___ Pasaje extraído

Sin embargo, existen límites, como decía el filósofo Norberto Bobbio. En la democracia se permite todo discurso menos el que exista con el fin de eliminar la democracia misma. Y tal es el caso de este fin de semana. Pedir –velada o no tan veladamente– el homicidio de un político, después de meses de llamarlo un peligro para el país, va en contra de todo lo que hemos luchado por crear en las últimas décadas.

Cierto es que nuestra democracia dista de ser perfecta; algunos dirían que incluso ni democracia es. Pero cierto es también que, a pesar de los políticos, que se aferran con las uñas al dinero y al poder, hay gente que lucha día a día por hacer de nuestras instituciones algo respetable. Algo que funcione para el futuro.

Por lo mismo, también hay gente empeñada en dinamitarlas, aparte de los políticos. Personas que saben que, en un sistema verdaderamente libre, sus opiniones dejarán de importar. No porque el sistema les cobre venganza o los censure, como dicen. Ni porque los vaya a eliminar –como ellos quieren con ciertos candidatos–, sino porque sus opiniones son del pasado cavernario. Sus opiniones dejarán de tener relevancia porque, sin el megáfono que adquirieron hace tiempo, nadie los escuchará. Sus opiniones, por sí solas, no tendrán peso alguno.

Este discurso de odio, porque odio es lo que es, debe condenarse siempre. Cuando se llame al homicidio de alguien. Cuando se pida que se linche a otro. No debe conceptualizarse en función de algo más: “lo digo porque es necesario; lo digo porque nadie más lo dice. Lo digo porque los otros también lo hacen”. No. El discurso de odio no tiene cabida aquí.

______
___ Datos proporcionados

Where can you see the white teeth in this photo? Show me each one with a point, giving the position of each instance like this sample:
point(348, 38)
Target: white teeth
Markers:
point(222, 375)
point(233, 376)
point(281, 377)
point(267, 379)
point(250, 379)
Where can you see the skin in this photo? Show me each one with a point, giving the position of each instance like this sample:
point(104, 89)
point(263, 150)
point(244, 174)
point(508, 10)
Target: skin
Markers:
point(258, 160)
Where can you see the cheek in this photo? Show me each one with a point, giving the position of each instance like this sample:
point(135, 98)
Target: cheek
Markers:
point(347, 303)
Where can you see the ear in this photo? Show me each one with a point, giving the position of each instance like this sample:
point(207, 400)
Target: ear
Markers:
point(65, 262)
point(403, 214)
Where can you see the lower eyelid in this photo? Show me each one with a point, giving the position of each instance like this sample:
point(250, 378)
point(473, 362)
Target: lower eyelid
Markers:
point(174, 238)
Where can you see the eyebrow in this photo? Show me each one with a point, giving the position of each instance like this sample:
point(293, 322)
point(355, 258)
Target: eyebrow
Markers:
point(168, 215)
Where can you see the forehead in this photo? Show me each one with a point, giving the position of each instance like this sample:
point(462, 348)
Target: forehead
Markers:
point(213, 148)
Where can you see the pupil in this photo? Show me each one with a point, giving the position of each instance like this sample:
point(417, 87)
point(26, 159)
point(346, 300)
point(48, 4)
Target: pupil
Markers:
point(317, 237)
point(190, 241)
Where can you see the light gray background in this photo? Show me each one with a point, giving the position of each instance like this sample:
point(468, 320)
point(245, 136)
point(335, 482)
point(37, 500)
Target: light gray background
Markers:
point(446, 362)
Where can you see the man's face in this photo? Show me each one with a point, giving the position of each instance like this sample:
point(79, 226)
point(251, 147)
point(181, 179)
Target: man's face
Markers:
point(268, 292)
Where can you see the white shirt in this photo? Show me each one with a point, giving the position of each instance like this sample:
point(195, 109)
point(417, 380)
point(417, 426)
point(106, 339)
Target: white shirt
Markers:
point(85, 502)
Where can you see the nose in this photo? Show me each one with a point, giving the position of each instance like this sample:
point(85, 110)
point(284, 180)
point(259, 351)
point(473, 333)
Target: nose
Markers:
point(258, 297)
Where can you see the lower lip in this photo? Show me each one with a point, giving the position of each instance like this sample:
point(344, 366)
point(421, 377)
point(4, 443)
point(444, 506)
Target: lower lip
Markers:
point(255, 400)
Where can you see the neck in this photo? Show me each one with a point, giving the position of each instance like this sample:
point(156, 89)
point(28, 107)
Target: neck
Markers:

______

• **El ejercicio**: Transcribe sin cambios el fragmento del texto sobre la democracia y el discurso de odio que empieza con "Por lo mismo, también" y sigue hasta "tiene cabida aquí.".

• **Resultado**:
Por lo mismo, también hay gente empeñada en dinamitarlas, aparte de los políticos. Personas que saben que, en un sistema verdaderamente libre, sus opiniones dejarán de importar. No porque el sistema les cobre venganza o los censure, como dicen. Ni porque los vaya a eliminar –como ellos quieren con ciertos candidatos–, sino porque sus opiniones son del pasado cavernario. Sus opiniones dejarán de tener relevancia porque, sin el megáfono que adquirieron hace tiempo, nadie los escuchará. Sus opiniones, por sí solas, no tendrán peso alguno.

Este discurso de odio, porque odio es lo que es, debe condenarse siempre. Cuando se llame al homicidio de alguien. Cuando se pida que se linche a otro. No debe conceptualizarse en función de algo más: “lo digo porque es necesario; lo digo porque nadie más lo dice. Lo digo porque los otros también lo hacen”. No. El discurso de odio no tiene cabida aquí.